**** Selected text ****

Hailey Baldwin, 21 year-old model and member of the famous Baldwin acting dynasty, changed her surname to 'Bieber' on her Instagram account, which is followed by 15.8 million fans, a mere three months since she confirmed her engagement to Canadian singer Justin Bieber.

This Gen-Z marriage announcement certainly got the world talking - not only was this finally confirmation of 24 year-old Bieber's long road to fidelity and commitment, but a reemergence of the long tussled over, heteronormative debate - should women take their male partner's name post marriage?

As a tradition of the patriarchal west more and more of us are wondering why we should forgo our names for our husband's.

'The marital surname tradition is more than just a tradition,' explained Rachael Robnett, an assistant professor of psychology at the University of Nevada, Las Vegas.

'It reflects subtle gender-role norms and ideologies that often remain unquestioned despite privileging men.'

So, what are the alternatives?

Combining surnames in heterosexual couples appears to be a popular choice for many - the Knowles-Carters and Perego-Saldanas being a prime example.

Some women, like Dawn O'Porter, take it upon themselves to incorporate their parter's name (her husband being Chris O'Dowd) into their own, creating a new moniker reflecting their marital status.

**** Supplied information ****

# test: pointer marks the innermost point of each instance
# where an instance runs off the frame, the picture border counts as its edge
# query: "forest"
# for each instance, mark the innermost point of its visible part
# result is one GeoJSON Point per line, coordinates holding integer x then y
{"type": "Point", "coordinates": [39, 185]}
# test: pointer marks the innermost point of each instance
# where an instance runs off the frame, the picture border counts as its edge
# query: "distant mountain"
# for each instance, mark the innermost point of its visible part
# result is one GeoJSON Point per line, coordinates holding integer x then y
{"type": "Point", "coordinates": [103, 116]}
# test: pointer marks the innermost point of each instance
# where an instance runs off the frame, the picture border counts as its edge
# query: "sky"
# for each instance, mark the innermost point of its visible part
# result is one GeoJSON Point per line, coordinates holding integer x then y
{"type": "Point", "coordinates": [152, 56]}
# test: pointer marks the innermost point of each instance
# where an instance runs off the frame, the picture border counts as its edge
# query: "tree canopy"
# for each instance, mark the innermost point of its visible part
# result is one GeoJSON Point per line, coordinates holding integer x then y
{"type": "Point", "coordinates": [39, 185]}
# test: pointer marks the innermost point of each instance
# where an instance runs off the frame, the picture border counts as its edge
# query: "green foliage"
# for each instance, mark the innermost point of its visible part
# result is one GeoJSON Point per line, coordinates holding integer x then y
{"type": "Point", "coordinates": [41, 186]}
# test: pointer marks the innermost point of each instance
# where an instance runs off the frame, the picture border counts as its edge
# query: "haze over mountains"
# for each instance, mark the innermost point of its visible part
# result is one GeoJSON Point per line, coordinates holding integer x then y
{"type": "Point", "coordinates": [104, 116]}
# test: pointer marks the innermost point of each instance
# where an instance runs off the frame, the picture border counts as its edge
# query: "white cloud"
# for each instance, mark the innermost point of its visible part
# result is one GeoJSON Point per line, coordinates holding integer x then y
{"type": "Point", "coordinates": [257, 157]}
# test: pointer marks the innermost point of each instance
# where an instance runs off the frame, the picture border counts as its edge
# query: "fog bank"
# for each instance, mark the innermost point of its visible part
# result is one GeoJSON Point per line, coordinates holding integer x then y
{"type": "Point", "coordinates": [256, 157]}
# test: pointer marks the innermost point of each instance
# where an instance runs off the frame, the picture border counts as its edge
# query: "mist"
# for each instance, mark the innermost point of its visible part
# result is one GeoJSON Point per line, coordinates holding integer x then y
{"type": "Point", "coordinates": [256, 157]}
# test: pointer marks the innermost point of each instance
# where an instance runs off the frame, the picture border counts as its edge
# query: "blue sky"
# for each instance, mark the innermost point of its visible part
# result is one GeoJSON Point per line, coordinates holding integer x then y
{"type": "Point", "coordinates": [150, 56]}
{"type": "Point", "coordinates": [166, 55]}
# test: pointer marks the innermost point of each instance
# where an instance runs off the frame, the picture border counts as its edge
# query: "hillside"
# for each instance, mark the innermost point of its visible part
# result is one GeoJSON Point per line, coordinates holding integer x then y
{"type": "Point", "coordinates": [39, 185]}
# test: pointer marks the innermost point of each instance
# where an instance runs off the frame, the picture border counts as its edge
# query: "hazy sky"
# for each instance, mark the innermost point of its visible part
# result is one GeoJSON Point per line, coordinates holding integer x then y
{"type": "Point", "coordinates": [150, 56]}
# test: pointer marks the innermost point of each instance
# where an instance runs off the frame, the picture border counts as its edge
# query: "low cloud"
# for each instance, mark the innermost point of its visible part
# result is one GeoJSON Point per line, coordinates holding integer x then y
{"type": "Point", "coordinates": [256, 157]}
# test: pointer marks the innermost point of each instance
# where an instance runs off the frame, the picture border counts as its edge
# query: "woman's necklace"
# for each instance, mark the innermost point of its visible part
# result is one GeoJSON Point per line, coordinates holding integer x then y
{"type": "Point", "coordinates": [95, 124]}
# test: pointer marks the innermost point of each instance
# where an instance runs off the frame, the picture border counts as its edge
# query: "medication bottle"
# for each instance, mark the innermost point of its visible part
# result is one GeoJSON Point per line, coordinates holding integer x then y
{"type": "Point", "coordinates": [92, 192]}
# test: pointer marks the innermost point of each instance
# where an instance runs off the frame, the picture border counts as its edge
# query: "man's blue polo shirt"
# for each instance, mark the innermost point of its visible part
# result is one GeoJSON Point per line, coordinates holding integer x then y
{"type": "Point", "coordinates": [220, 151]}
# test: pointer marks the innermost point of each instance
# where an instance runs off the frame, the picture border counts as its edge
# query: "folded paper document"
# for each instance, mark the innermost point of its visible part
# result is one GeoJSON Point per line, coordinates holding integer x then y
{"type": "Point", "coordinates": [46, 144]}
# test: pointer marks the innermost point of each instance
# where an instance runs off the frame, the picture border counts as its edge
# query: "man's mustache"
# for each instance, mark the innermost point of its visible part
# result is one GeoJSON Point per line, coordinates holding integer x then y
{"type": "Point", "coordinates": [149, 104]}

****

Tasks to carry out:
(1) In the article on marital surnames, what position does Rachael Robnett hold?
(2) Quote the article on marital surnames word for word, starting with "This Gen-Z marriage" and going on through "name post marriage?".

Solutions to the problems:
(1) She is an assistant professor of psychology at the University of Nevada, Las Vegas.

(2)
This Gen-Z marriage announcement certainly got the world talking - not only was this finally confirmation of 24 year-old Bieber's long road to fidelity and commitment, but a reemergence of the long tussled over, heteronormative debate - should women take their male partner's name post marriage?